__Text segment__.

- - -

Bayesian Analysis: Tb2TiO7 (emcee), HEiDi¶
This tutorial demonstrates a practical two-stage workflow for single-crystal diffraction analysis with EasyDiffraction.
In the first stage, we run a fast local refinement to obtain a sensible point estimate and parameter uncertainties. In the second stage, we use these refined values to define fit bounds and then sample the posterior distribution with emcee.
The example uses constant-wavelength neutron single-crystal diffraction data for Tb2TiO7 measured on HEiDi at FRM II.
The goal is not only to obtain a good fit, but also to answer Bayesian questions such as:
- Which parameter values are most probable?
- How broad are the credible intervals?
- Which parameters are strongly correlated?
- How much uncertainty propagates into the calculated reflection intensities?
🛠️ Import Library¶
import easydiffraction as ed
📦 Define Project¶
The project object keeps structures, experiments, fit settings, and plotting utilities together in a single place. We will build the full workflow inside this object.
project = ed.Project(name='tbti_heidi_emcee')
project.save_as(dir_path='projects/ed_22_tbti_heidi_emcee')
Saving project 📦 'tbti_heidi_emcee' to '../../../projects/ed_22_tbti_heidi_emcee'
├── 📄 project.cif
├── 📁 structures/
├── 📁 experiments/
├── 📁 analysis/
│ └── 📄 analysis.cif
└── 📁 reports/
└── 📄 tbti_heidi_emcee.html
🧩 Define Structure¶
For this example we start from a CIF file describing the Tb2TiO7 pyrochlore structure. Loading the structure from CIF is convenient because it preserves a realistic starting model without rebuilding the full structure by hand.
structure_path = ed.download_data(id=20, destination='data')
Getting data...
Data #20: Tb2Ti2O7 (crystal structure)
✅ Data #20 already present at '../../../data/ed-20.cif'. Keeping existing.
project.structures.add_from_cif_path(structure_path)
structure = project.structures['tbti']
Render the structure to confirm the pyrochlore model loaded from CIF as expected before configuring the experiment.
project.display.structure(struct_name='tbti')
Structure 🧩 'tbti' (Atom view type: 'covalent')
wheel = zoom
right-drag = pan
🔬 Define Experiment¶
Next we download the measured reflection data, create a neutron single-crystal experiment, and configure the crystal link, wavelength, and extinction model.
data_path = ed.download_data(id=19, destination='data')
Getting data...
Data #19: Tb2Ti2O7, HEiDi (MLZ)
✅ Data #19 already present at '../../../data/ed-19.xye'. Keeping existing.
project.experiments.add_from_data_path(
name='heidi',
data_path=data_path,
sample_form='single crystal',
beam_mode='constant wavelength',
radiation_probe='neutron',
)
Data loaded successfully
Experiment 🔬 'heidi'. Number of data points: 220.

- - -

__Given entries__.
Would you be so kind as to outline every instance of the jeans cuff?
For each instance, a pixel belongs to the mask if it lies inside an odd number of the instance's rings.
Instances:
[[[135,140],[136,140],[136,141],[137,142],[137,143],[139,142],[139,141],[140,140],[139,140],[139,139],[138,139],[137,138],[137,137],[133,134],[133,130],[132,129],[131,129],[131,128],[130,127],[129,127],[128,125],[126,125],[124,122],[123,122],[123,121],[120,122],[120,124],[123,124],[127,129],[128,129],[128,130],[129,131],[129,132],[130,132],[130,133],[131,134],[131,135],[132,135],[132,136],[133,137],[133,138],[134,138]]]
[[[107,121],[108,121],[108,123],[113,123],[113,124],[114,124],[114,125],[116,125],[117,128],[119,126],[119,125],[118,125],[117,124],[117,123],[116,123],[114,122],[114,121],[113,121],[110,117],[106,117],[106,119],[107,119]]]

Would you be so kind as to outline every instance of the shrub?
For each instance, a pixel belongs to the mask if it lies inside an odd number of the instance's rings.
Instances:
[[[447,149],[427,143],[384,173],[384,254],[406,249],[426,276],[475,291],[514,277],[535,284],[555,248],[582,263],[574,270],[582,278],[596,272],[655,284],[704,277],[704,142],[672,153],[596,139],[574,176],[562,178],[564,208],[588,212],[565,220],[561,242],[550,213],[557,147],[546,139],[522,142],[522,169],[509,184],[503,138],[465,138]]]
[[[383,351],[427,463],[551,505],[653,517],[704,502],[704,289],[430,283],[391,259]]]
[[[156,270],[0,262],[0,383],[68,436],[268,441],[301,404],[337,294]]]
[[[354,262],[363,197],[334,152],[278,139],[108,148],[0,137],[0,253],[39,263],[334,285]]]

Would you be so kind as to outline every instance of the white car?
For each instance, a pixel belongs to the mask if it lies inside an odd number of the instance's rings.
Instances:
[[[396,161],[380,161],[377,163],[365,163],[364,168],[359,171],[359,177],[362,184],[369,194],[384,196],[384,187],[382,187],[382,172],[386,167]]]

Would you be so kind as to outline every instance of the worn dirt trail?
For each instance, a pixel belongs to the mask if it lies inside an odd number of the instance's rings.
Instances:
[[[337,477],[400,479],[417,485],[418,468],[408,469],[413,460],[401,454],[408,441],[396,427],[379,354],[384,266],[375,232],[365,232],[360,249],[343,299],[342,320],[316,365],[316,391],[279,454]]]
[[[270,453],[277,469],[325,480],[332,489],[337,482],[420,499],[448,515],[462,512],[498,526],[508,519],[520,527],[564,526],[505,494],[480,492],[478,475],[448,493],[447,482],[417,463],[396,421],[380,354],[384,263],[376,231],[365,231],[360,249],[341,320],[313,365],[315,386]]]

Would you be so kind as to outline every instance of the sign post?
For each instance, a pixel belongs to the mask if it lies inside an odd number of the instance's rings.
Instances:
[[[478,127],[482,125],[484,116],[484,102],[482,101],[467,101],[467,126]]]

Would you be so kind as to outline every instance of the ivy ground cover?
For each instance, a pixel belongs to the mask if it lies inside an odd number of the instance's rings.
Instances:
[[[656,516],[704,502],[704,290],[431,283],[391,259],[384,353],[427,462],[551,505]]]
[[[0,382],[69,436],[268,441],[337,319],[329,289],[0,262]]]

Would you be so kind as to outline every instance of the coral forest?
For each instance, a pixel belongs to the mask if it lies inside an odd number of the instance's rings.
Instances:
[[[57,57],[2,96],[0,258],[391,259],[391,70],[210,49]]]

- - -

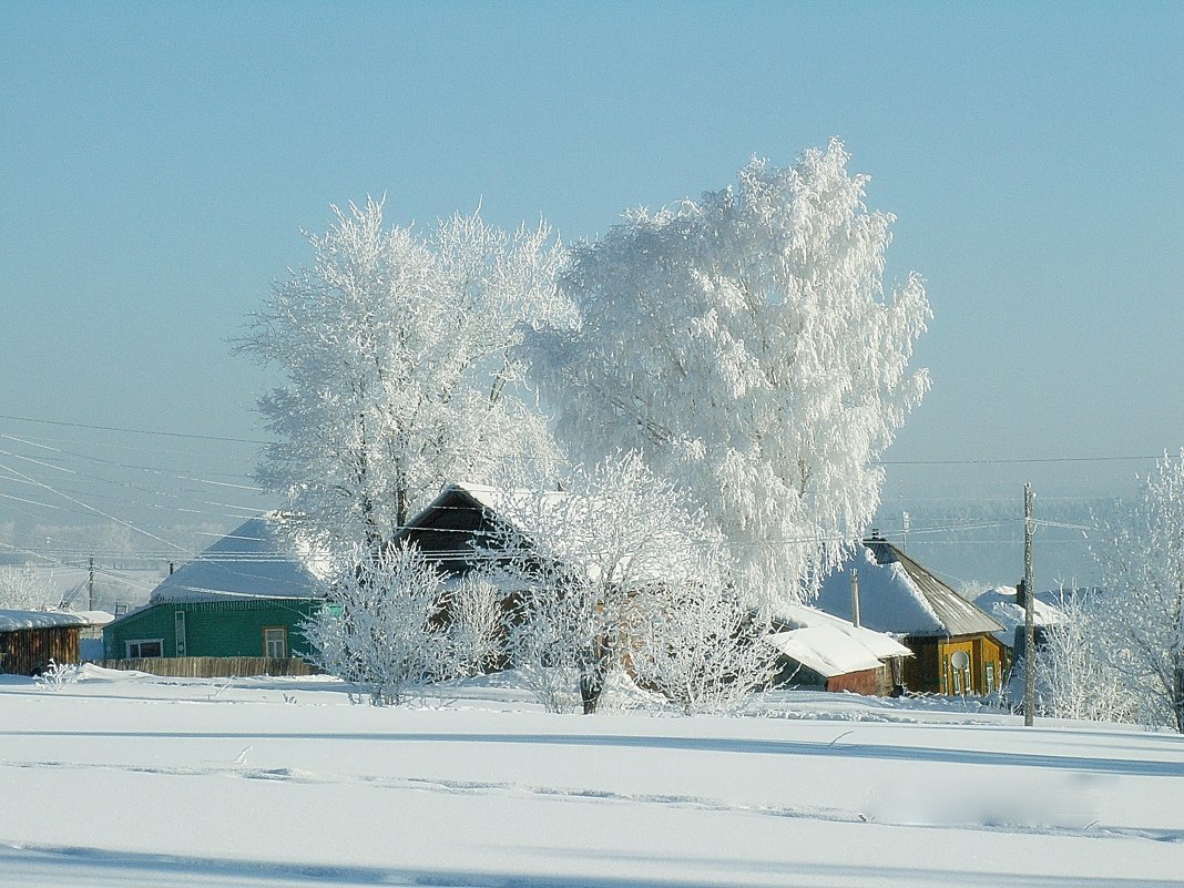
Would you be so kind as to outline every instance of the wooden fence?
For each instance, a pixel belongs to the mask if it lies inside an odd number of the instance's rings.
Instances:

- - -

__Exercise instructions__.
1. In the Tb2TiO7 emcee tutorial, on which instrument and at which facility were the single-crystal diffraction data measured?
2. Carry on the Tb2TiO7 emcee tutorial from its final line.

__Expected results__.
1. HEiDi at FRM II.

2.
experiment = project.experiments['heidi']
Link the crystal structure to the experiment and set its scale factor.
experiment.linked_crystal.id = 'tbti'
experiment.linked_crystal.scale = 1.0
Set the instrument wavelength and starting extinction parameters. These values provide the initial experiment description for the local refinement.
experiment.instrument.setup_wavelength = 0.793
experiment.extinction.mosaicity = 35000
experiment.extinction.radius = 10
🚀 Initial Refinement¶
Before Bayesian sampling, it is useful to run a deterministic fit. This gives us:
- a good point estimate near the best-fit region,
- uncertainties from the local optimizer,
- a quick check that the model and experiment are configured sensibly.
In this tutorial we refine a small set of structural and extinction parameters while keeping occupancies fixed.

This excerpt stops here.